### GIVEN DATA
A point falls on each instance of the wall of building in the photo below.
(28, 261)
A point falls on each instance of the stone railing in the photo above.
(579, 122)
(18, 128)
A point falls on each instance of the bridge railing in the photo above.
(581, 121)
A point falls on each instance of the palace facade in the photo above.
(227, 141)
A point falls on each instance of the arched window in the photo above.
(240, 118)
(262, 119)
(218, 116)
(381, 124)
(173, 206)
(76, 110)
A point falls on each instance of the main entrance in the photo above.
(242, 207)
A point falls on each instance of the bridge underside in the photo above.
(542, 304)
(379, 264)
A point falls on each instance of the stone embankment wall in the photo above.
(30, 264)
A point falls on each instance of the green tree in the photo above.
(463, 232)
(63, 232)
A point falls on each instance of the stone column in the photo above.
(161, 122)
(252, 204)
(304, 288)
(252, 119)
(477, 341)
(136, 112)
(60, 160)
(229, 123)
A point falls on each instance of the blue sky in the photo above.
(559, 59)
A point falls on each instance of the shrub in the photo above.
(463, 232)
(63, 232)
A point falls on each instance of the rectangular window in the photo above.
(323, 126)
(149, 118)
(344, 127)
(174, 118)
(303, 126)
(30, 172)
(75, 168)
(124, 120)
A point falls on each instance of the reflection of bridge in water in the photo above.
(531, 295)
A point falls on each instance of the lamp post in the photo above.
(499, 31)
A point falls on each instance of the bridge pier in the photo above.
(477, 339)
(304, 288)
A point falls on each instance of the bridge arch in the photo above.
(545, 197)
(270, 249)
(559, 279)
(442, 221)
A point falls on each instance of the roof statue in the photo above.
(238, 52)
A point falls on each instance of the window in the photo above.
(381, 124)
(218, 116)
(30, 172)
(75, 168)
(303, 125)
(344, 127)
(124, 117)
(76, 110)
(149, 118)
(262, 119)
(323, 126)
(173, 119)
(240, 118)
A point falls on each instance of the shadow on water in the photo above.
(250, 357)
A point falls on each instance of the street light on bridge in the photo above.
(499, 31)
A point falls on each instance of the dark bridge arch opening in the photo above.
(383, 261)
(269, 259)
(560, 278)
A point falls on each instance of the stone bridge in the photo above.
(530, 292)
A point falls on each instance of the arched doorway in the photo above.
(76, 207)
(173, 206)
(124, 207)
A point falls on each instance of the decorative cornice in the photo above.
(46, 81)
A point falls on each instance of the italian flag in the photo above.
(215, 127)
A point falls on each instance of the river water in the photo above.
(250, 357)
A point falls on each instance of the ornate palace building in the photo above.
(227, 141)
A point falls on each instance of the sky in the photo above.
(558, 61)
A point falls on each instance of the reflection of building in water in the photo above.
######
» EXERCISE OBJECTIVE: In this exercise, give every record above again exactly.

» THE COMPLETED TASK:
A point falls on each instance of the wall of building in the photo below.
(28, 261)
A point falls on each instance of the stone railing in the photo above.
(579, 122)
(18, 128)
A point falls on each instance of the bridge railing in the photo above.
(581, 121)
A point falls on each instance of the palace facade in the photo above.
(227, 141)
A point falls on each instance of the arched window in the photo above.
(240, 118)
(262, 119)
(218, 116)
(381, 124)
(173, 206)
(76, 110)
A point falls on each instance of the main entrance in the photo above.
(242, 207)
A point falls on each instance of the bridge underside in the photo above.
(542, 304)
(379, 264)
A point falls on each instance of the stone embankment wall in the photo above.
(30, 264)
A point falls on each instance of the green tree in the photo above.
(463, 232)
(63, 232)
A point falls on each instance of the stone column in the photo above.
(161, 122)
(252, 204)
(304, 288)
(252, 119)
(477, 341)
(136, 112)
(60, 160)
(229, 123)
A point falls on each instance of the blue sky in the photo above.
(559, 59)
A point falls on each instance of the shrub in the photo above.
(463, 232)
(63, 232)
A point falls on each instance of the rectangular window in the photo above.
(323, 126)
(149, 118)
(344, 127)
(174, 118)
(303, 126)
(30, 172)
(75, 168)
(124, 120)
A point falls on each instance of the reflection of bridge in water in the photo above.
(531, 295)
A point falls on each instance of the lamp post in the photo above.
(499, 31)
A point falls on each instance of the bridge pier in the photo above.
(477, 339)
(304, 288)
A point falls on each instance of the bridge arch in the photo above.
(545, 197)
(270, 249)
(559, 279)
(442, 221)
A point falls on each instance of the roof statue in the photo above.
(238, 52)
A point falls on each instance of the window in the photo above.
(381, 124)
(218, 116)
(30, 172)
(75, 168)
(303, 125)
(344, 127)
(124, 117)
(76, 110)
(149, 118)
(262, 119)
(323, 126)
(173, 119)
(240, 118)
A point falls on each instance of the shadow on water in the photo above.
(250, 357)
A point falls on each instance of the street light on bridge in the photo above.
(499, 31)
A point falls on each instance of the dark bridge arch opening in the photo above.
(383, 261)
(269, 259)
(560, 278)
A point falls on each instance of the stone bridge in the photo above.
(530, 292)
A point falls on each instance of the arched doorway in the photo above.
(76, 207)
(173, 206)
(124, 207)
A point falls on each instance of the decorative cornice in the photo above.
(46, 81)
A point falls on each instance of the italian flag in the photo above.
(215, 127)
A point falls on each instance of the river water in the photo above.
(250, 357)
A point falls on each instance of the ornate palace building in the photo above.
(227, 141)
A point falls on each instance of the sky in the photo above.
(558, 61)
A point falls on each instance of the reflection of building in water in the photo above.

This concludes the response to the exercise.